▶ 指定課題
以下にある、ループのベクトル化を扱う選択抜粋から、「c(j: j+VL, i)」で始まり「図23の説明は省略する。」で終わる部分を、両端の語句も含めて一字一句変えずに写して返せ。

▶ 選択抜粋
※
図20ではスケジューリングは未実行である。コードC43において、行09-37のケース2~8までのケース別ループでは、ベクトル演算命令がアンローリングされている。行09-19のケース2、3では、ケースの数(2、3)でそれぞれアンローリングされている。それに対して、行20-37のケース4、6、8では、宣言サイズnmがケースの数ceil(VL/n)=4, 6, 8以下であるので、アンロール数は宣言サイズnに制限される。行38-43のケース16は、ceil(VL/n)=16の例であり、配列サイズn=1であるので、ループの回転数m=n=1故、ベクトル化せず、元のコードC40 のスカラー命令のループ構造に戻される。そして、行44-50は、n>VLの条件を満たす場合であり、SFI_2が発生しないのでコードC41のループ構造のままである。
【0082】
[ループ内がストア命令の後にロード命令の例]
図21は、第2の実施の形態の最適化対象ループを有するソースコードとベクトル化後の中間擬似コードの例を示す図である。この例は、最内ループ(行04-07)内でストア命令のあとにロード命令がある例である。ソースコードC50では、配列変数a(n,33), b(n,33), c(n,33)の配列サイズnが変数であり、最内ループの回転数mが変数であり、そして、ベクトル長VLが定数または不明である。この場合、論理的にm=<nであり、n>VLのループを最適化対象ループから除くとすると、m=<VLが保証される。
【0083】
ソースコードC50の最内ループを回転数mでベクトル化すると、ベクトル化後の中間擬似コードC51が生成される。中間擬似コードC51では、C50の最内ループ(行04-07)が、以下の演算命令に変換されている。
do j = 1, m , VL //VL: 16
a(j: j+VL, i) = b(j: j+VL, i)
c(j: j+VL, i) = a(j: j+VL, i+1) + i
enddo
【0084】
ループ内がストア命令後ロード命令の場合も、コンパイラがSFI_2を回避する最適化処理は、ループ内がロード命令後ストア命令の場合(
図18、19,20)と同様に、(1)ベクトル化された中間擬似コードC51をケース別ループに変換し、各ループでアンローリングとスケジューリングを行う。但し、ループ内がストア命令後ロード命令であるので、アンローリング数がCeil(VL/n)-1となることが、ループ内がロード命令後ストア命令の場合と異なる。
【0085】
図22は、ベクトル化後の中間擬似コードC51の最内ループ(行03-07)をケース別ループに変換した分岐構造の中間擬似コードC52を示す図である。アンロール数以外は、
図19と同等であるので、
図22の説明は省略する。
【0086】
図23は、
図22のケース別ループに変換した分岐構造の中間擬似コードC52の各ケース別ループをそれぞれのアンロール数だけアンローリングした後の中間擬似コードC53を示す図である。アンローリング数がCeil(VL/n)-1となること以外は、
図20と同等であるので、
図23の説明は省略する。
※
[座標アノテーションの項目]
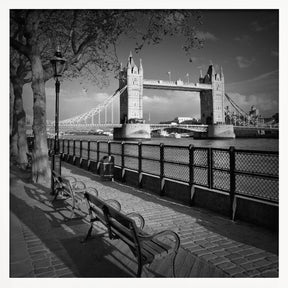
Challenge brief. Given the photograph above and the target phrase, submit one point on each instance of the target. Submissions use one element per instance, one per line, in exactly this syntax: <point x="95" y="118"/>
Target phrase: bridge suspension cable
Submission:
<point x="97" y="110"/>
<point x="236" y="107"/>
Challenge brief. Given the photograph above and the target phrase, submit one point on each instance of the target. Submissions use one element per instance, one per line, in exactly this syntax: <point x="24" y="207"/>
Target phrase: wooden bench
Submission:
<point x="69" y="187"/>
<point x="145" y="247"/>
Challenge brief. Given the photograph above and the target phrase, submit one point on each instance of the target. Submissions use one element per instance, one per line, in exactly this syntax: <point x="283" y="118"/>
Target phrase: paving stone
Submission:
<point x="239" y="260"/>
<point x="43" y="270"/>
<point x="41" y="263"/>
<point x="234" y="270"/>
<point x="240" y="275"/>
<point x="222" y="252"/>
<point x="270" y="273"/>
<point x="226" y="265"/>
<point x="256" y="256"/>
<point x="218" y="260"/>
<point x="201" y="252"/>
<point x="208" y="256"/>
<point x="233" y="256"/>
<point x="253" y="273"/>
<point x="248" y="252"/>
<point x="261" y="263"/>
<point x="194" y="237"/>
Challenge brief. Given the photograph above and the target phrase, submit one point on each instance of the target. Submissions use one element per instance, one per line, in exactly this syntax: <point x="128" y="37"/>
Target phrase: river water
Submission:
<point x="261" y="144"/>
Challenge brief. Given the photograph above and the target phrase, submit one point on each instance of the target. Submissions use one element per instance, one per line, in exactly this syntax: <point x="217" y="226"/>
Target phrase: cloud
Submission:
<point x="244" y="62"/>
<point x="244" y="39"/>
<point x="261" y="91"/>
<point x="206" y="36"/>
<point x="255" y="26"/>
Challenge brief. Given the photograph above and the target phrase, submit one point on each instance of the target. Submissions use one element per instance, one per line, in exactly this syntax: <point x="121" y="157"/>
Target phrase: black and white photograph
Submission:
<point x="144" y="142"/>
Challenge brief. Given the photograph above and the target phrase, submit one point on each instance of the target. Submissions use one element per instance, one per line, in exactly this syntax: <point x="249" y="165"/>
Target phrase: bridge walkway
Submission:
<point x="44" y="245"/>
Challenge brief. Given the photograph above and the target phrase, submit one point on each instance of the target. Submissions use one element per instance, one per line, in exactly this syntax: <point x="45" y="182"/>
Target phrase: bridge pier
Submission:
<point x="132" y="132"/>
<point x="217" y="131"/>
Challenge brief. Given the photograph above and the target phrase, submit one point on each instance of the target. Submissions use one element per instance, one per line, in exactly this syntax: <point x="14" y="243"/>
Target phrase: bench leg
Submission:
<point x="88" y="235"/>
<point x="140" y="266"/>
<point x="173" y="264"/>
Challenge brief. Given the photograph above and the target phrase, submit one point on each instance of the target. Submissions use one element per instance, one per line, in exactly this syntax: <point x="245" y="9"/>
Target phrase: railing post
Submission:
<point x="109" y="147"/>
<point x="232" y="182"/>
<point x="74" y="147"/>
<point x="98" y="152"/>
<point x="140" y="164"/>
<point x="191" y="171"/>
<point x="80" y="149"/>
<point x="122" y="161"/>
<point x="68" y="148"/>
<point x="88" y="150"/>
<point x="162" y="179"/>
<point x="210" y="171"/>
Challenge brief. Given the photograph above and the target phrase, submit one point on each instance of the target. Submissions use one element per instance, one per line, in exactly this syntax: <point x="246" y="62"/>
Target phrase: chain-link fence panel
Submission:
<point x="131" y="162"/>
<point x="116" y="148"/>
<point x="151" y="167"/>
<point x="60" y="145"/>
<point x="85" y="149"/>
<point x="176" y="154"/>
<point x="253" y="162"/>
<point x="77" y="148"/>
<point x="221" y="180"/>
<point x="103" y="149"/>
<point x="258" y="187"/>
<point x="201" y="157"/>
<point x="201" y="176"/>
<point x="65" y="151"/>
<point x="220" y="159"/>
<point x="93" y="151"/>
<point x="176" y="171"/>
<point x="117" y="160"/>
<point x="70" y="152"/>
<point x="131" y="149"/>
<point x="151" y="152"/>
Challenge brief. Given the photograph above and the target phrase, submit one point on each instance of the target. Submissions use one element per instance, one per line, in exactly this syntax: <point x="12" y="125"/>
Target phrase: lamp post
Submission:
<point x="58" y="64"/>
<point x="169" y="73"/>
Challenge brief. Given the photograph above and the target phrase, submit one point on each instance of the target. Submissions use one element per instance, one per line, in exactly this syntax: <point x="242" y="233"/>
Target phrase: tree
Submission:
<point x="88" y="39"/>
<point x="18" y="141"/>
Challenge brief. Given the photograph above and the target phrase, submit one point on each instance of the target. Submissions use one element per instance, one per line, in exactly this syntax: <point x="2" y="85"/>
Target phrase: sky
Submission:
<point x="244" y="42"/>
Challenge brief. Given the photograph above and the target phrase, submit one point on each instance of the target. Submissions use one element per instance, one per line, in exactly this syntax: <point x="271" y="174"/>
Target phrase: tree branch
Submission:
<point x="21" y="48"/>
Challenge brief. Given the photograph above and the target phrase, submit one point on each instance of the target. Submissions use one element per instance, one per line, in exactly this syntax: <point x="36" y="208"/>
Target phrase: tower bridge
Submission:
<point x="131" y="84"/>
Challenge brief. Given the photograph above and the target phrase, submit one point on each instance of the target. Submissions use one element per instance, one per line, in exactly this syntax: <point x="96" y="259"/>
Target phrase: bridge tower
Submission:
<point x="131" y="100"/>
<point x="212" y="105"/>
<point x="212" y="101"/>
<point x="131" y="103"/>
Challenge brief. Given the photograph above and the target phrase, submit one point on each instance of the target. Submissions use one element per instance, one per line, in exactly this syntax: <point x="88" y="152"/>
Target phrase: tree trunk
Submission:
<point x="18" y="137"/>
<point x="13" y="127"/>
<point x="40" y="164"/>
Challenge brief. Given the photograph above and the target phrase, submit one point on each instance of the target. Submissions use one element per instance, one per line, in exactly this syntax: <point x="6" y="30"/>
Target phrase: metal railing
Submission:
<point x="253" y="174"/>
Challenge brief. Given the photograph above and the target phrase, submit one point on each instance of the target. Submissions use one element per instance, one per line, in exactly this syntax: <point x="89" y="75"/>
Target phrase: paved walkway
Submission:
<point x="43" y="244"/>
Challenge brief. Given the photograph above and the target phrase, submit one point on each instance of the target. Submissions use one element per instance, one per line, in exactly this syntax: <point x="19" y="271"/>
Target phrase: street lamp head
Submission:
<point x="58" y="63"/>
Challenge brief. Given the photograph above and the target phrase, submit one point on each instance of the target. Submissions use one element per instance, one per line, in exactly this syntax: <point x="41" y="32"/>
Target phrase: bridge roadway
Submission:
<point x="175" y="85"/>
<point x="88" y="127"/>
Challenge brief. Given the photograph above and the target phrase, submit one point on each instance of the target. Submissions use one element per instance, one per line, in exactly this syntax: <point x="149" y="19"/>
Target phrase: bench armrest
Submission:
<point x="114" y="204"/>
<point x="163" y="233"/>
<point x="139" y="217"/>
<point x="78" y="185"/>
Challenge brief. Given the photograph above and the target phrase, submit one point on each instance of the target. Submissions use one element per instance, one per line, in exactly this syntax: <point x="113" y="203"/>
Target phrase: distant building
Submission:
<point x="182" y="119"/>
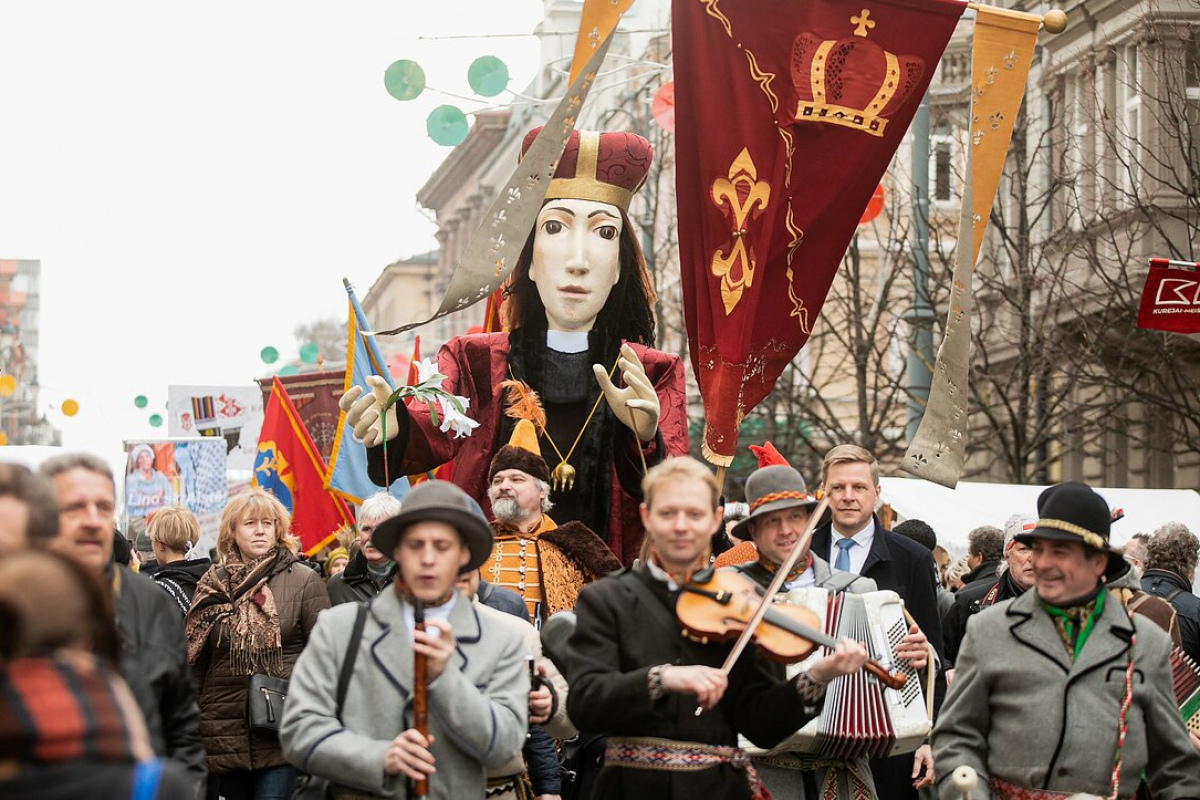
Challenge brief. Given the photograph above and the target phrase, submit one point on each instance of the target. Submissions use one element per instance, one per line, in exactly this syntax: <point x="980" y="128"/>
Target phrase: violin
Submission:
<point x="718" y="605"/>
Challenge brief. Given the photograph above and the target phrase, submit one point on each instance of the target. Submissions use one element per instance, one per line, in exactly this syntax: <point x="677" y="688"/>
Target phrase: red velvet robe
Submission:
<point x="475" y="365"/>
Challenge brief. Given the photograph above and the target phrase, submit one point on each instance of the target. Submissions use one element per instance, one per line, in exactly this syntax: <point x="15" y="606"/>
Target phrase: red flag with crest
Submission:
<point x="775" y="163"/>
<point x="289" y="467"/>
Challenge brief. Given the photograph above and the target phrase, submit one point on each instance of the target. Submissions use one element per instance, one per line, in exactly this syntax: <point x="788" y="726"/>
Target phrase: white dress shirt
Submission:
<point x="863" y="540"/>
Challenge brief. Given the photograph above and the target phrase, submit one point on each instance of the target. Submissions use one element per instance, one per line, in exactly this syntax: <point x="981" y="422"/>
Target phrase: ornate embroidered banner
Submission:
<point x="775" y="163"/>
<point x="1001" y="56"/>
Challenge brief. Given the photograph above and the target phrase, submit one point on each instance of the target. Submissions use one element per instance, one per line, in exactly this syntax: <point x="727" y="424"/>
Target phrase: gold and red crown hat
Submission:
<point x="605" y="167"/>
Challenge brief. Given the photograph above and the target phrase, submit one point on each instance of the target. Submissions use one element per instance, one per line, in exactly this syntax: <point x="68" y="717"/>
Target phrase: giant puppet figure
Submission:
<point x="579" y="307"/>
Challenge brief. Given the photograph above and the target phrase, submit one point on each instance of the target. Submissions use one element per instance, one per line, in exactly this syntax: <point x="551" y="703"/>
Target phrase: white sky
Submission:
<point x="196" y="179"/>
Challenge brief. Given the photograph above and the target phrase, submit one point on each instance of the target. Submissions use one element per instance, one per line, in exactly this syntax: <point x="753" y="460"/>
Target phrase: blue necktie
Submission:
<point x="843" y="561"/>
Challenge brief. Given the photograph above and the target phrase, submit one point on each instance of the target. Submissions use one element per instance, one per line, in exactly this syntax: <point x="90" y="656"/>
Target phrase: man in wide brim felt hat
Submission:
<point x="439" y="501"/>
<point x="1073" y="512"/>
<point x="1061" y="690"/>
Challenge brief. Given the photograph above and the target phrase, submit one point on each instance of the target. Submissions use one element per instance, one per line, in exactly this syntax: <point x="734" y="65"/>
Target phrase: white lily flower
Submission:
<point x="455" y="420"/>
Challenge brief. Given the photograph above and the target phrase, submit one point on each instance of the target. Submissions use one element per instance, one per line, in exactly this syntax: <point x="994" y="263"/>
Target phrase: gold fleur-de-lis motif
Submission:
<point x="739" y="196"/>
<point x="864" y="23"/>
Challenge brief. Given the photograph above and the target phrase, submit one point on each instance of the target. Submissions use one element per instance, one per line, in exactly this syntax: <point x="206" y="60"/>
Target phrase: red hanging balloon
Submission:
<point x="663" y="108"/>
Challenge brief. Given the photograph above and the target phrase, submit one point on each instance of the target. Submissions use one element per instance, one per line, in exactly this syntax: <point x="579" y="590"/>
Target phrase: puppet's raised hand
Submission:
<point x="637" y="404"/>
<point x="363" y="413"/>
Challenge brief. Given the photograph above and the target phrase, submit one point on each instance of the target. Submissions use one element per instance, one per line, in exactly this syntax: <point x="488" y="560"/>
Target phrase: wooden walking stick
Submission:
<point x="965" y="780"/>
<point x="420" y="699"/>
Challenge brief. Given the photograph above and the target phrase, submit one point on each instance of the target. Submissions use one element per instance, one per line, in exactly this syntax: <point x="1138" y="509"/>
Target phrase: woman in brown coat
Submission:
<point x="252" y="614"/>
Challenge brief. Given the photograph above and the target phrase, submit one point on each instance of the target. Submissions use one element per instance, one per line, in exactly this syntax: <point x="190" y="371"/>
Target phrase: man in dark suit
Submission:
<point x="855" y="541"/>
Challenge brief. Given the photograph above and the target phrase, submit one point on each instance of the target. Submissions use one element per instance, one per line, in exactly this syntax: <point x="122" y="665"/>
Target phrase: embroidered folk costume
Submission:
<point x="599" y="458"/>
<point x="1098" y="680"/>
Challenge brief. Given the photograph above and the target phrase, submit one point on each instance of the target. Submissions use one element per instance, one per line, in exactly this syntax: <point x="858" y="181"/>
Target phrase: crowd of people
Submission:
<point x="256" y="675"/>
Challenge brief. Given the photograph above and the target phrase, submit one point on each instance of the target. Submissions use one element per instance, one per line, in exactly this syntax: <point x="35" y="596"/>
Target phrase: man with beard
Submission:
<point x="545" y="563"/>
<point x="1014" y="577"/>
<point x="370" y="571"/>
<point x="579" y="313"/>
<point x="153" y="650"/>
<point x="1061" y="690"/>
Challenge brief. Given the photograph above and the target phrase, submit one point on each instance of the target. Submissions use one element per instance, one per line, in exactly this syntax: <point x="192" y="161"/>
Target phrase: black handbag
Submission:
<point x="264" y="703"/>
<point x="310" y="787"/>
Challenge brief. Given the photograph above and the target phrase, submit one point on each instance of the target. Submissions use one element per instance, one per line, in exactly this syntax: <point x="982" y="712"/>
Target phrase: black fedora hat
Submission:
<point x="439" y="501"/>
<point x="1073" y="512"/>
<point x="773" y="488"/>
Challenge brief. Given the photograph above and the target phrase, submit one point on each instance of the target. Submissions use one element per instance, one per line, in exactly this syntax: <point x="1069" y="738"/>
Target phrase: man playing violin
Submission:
※
▶ 課題の解答
c(j: j+VL, i) = a(j: j+VL, i+1) + i
enddo
【0084】
ループ内がストア命令後ロード命令の場合も、コンパイラがSFI_2を回避する最適化処理は、ループ内がロード命令後ストア命令の場合(
図18、19,20)と同様に、(1)ベクトル化された中間擬似コードC51をケース別ループに変換し、各ループでアンローリングとスケジューリングを行う。但し、ループ内がストア命令後ロード命令であるので、アンローリング数がCeil(VL/n)-1となることが、ループ内がロード命令後ストア命令の場合と異なる。
【0085】
図22は、ベクトル化後の中間擬似コードC51の最内ループ(行03-07)をケース別ループに変換した分岐構造の中間擬似コードC52を示す図である。アンロール数以外は、
図19と同等であるので、
図22の説明は省略する。
【0086】
図23は、
図22のケース別ループに変換した分岐構造の中間擬似コードC52の各ケース別ループをそれぞれのアンロール数だけアンローリングした後の中間擬似コードC53を示す図である。アンローリング数がCeil(VL/n)-1となること以外は、
図20と同等であるので、
図23の説明は省略する。